→ **Extract provided**
Can you talk about appetite for owning midstream assets? And I guess to put them in the context of the terminal acquisition at Wink.
What would you consider strategic that you would want to own with obviously your low cost of capital, and what are you willing to contract out?.
Jason, thanks for highlighting that because that's really the key message that we wanted to convey as it relates to our Permian. It's just not a pure Permian play, it's the full value chain from resource all the way to molecules to the customers, whether it would be refined products or chemical products.
And as you heard in my prepared comments, one of the things that we're looking and we continue to look at is, where is the value leakage across that value chain, and do we add value in that? And if we do, that's what will play into our strategy and how we capture incremental assets along that value chain.

→ **What is required**
In the Permian discussion above, which acquisition does the questioner want the answer about owning midstream assets to address?

→ **Data supplied**
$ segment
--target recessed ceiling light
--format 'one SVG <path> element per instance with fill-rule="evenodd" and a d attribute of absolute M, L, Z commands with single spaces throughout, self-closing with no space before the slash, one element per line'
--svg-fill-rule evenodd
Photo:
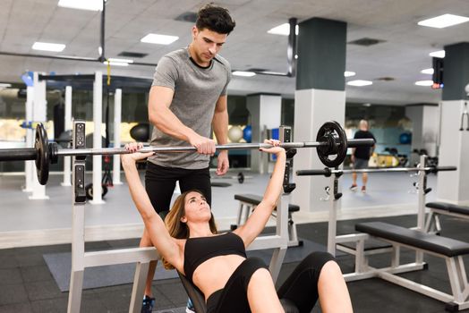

→ **Task answer**
The terminal acquisition at Wink.